■ Written problem ■
Please quote only the lines that start at the one with "Target: gray wing feather" and go on to the last line of the data, both ends kept.
--- Start of Task input ---
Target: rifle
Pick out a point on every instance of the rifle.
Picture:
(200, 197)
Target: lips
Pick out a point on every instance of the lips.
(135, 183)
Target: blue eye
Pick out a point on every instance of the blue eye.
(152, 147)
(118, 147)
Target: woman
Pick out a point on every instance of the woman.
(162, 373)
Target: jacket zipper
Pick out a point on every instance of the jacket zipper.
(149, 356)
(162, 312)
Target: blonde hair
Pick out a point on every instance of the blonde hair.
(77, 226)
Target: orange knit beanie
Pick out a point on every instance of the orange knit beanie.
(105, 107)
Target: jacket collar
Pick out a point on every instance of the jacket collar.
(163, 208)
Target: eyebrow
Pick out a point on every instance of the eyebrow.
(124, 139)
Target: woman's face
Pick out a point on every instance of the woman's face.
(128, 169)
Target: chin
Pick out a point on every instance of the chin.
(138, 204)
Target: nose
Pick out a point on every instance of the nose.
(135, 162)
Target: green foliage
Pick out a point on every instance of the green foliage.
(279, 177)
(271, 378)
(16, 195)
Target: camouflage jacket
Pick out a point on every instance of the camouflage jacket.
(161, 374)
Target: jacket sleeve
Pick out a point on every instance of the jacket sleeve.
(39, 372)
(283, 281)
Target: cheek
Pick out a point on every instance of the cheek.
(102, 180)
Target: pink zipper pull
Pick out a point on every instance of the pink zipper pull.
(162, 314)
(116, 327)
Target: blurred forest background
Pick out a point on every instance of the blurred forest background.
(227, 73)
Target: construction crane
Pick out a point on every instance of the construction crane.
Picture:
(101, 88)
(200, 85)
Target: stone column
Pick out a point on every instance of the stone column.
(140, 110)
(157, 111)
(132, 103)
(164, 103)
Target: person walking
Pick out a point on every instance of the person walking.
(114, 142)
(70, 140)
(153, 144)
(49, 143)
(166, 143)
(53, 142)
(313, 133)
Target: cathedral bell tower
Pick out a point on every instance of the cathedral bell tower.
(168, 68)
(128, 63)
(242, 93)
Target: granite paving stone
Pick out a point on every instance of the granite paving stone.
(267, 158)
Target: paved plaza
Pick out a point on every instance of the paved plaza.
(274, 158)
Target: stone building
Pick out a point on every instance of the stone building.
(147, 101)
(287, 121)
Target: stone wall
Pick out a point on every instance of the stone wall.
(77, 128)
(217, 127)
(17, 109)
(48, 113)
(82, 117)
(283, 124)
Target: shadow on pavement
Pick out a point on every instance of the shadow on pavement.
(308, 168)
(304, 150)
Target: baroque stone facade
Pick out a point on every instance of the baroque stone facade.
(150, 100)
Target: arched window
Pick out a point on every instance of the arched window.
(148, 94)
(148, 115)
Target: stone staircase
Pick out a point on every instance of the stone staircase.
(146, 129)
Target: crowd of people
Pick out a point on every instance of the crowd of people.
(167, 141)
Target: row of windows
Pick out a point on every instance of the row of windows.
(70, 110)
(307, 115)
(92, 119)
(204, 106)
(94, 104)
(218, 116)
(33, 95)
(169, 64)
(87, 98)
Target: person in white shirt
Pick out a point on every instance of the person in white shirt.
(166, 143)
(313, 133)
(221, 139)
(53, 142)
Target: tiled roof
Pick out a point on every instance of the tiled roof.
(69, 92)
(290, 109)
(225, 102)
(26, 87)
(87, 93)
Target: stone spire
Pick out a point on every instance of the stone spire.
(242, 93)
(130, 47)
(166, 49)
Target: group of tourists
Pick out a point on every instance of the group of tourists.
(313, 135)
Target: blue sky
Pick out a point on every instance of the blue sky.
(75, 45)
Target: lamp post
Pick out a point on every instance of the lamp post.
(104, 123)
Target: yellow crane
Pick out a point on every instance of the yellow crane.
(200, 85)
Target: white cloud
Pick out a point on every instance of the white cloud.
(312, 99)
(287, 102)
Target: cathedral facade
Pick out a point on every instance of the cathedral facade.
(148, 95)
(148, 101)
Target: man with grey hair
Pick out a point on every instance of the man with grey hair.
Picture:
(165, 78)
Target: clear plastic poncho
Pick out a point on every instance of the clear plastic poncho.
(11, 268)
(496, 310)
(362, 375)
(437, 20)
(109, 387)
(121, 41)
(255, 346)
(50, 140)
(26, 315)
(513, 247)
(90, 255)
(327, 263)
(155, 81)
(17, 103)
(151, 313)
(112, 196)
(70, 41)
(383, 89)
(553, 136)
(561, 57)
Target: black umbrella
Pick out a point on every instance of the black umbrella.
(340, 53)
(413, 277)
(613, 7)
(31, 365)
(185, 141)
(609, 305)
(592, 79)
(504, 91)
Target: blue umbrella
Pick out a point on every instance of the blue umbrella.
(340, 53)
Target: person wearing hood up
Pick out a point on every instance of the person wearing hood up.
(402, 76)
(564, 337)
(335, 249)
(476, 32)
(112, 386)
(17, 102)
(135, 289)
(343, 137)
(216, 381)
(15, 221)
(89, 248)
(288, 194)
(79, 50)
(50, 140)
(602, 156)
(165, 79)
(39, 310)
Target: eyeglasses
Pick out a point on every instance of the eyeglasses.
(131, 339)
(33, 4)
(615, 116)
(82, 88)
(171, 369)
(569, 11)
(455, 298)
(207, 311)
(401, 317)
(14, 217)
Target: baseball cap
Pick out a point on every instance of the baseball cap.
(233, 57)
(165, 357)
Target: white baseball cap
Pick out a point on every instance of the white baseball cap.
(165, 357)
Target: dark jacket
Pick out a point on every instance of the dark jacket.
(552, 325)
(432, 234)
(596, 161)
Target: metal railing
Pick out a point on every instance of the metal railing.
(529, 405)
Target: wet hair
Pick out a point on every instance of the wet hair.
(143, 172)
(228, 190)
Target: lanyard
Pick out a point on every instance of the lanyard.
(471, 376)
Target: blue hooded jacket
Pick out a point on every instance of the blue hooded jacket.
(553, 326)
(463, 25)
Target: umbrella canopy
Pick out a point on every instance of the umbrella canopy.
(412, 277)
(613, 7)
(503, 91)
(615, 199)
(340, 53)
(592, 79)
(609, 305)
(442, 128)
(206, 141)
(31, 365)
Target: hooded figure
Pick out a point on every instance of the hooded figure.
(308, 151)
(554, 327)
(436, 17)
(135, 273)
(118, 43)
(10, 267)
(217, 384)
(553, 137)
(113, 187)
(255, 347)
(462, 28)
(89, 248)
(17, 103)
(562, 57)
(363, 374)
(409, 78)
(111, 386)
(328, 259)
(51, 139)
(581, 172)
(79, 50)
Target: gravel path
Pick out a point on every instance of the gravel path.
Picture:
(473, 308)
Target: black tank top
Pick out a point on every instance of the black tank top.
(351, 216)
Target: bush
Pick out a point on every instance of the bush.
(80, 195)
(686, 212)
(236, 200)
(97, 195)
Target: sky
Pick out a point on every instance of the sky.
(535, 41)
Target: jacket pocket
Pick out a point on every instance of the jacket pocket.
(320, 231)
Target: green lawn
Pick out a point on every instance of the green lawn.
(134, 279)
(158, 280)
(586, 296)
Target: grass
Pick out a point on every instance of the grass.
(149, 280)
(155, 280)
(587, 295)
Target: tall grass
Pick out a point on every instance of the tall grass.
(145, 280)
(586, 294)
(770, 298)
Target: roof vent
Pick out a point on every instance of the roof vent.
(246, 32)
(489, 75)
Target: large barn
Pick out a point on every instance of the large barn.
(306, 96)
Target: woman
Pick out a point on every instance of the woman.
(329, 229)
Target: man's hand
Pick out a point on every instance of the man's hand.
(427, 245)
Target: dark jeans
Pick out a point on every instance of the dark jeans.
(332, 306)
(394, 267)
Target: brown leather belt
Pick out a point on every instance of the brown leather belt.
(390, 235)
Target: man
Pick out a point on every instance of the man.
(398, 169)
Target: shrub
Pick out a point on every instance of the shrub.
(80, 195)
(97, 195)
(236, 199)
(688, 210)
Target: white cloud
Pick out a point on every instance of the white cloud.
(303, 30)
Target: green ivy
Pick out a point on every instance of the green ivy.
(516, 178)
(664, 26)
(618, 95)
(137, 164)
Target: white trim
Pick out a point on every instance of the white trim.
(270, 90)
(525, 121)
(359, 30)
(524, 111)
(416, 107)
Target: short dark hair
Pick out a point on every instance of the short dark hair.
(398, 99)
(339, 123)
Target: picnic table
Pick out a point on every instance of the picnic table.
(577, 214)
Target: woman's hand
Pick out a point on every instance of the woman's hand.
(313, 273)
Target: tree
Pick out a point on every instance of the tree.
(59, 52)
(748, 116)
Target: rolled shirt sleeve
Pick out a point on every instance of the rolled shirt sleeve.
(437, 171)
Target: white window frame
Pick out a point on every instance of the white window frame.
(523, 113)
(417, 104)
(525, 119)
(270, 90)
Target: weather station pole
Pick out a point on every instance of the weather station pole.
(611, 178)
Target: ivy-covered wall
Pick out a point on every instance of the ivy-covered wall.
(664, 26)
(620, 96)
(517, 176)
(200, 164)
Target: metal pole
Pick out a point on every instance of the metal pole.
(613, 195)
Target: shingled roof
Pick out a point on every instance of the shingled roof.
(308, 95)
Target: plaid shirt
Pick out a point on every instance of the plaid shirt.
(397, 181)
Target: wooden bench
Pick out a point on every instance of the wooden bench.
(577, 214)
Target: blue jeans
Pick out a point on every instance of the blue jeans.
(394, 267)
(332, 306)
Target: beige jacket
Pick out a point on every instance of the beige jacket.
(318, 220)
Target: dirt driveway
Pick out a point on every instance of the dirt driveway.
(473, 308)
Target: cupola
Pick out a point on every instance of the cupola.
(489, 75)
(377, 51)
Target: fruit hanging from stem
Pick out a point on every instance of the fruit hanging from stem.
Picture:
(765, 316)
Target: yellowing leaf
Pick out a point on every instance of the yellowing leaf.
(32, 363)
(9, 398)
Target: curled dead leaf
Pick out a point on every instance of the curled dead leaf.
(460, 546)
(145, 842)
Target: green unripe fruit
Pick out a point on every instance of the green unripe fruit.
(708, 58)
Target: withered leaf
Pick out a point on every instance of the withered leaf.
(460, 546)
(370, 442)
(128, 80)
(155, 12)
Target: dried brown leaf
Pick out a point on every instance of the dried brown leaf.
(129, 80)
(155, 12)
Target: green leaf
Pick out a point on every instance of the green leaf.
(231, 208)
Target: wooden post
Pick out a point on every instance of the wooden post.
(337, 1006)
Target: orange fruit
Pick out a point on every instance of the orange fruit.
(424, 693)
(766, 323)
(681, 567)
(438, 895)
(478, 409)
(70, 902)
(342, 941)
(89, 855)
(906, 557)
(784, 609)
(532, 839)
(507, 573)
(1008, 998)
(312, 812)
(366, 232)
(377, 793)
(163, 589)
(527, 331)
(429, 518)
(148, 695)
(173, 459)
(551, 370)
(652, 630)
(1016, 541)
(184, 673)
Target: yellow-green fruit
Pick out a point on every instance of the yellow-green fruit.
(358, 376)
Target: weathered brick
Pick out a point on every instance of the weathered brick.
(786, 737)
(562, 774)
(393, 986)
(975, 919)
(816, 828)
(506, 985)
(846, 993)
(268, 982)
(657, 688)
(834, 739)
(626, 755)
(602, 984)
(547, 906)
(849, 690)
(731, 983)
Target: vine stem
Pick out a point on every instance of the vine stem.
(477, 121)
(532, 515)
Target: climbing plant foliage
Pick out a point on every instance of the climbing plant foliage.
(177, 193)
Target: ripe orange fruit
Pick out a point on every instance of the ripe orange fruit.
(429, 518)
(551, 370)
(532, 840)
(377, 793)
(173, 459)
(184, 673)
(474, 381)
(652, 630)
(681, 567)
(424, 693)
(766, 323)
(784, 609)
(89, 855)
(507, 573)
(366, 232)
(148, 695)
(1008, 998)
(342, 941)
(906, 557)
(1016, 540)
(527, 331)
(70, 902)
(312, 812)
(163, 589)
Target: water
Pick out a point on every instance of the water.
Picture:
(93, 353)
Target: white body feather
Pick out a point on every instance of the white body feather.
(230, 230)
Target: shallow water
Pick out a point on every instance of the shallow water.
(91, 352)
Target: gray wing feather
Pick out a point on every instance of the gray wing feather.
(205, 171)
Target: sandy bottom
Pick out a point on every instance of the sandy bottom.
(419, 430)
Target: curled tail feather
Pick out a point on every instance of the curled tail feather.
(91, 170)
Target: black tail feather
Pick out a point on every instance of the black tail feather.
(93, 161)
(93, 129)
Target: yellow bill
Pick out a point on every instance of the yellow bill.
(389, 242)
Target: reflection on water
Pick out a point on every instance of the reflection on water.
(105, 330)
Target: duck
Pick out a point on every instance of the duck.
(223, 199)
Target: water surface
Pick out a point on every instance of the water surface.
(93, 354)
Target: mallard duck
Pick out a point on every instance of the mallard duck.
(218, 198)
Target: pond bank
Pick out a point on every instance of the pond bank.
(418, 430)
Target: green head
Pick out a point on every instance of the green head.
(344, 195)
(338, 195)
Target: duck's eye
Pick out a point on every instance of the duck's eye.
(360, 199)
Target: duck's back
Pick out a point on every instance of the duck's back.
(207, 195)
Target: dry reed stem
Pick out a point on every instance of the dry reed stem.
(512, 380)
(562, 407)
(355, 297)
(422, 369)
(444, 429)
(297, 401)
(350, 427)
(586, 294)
--- End of Task input ---
■ Problem solution ■
Target: gray wing feather
Pick out a point on every instance of the gray wing feather.
(205, 171)
Target: sandy bottom
Pick out a point on every instance of the sandy bottom.
(419, 430)
Target: curled tail feather
Pick out a point on every instance of the curled tail feather.
(91, 170)
Target: black tail feather
Pick out a point on every instance of the black tail feather.
(93, 161)
(93, 129)
Target: yellow bill
Pick out a point on every instance of the yellow bill.
(389, 242)
Target: reflection on water
Pick out a point on every instance of the reflection on water.
(105, 330)
Target: duck
Pick out a point on every instance of the duck.
(223, 199)
Target: water surface
Pick out a point on every instance of the water surface.
(93, 354)
Target: mallard duck
Pick out a point on every instance of the mallard duck.
(218, 198)
Target: pond bank
Pick out a point on every instance of the pond bank.
(418, 430)
Target: green head
Pick out a point on every instance of the green head.
(344, 195)
(338, 195)
Target: duck's eye
Pick out a point on every instance of the duck's eye.
(360, 199)
Target: duck's back
Pick out a point on every instance of the duck's back.
(207, 195)
Target: dry reed stem
Pick out a point on every instance of the dry reed stem.
(512, 380)
(562, 407)
(355, 297)
(422, 369)
(444, 429)
(297, 401)
(350, 427)
(586, 294)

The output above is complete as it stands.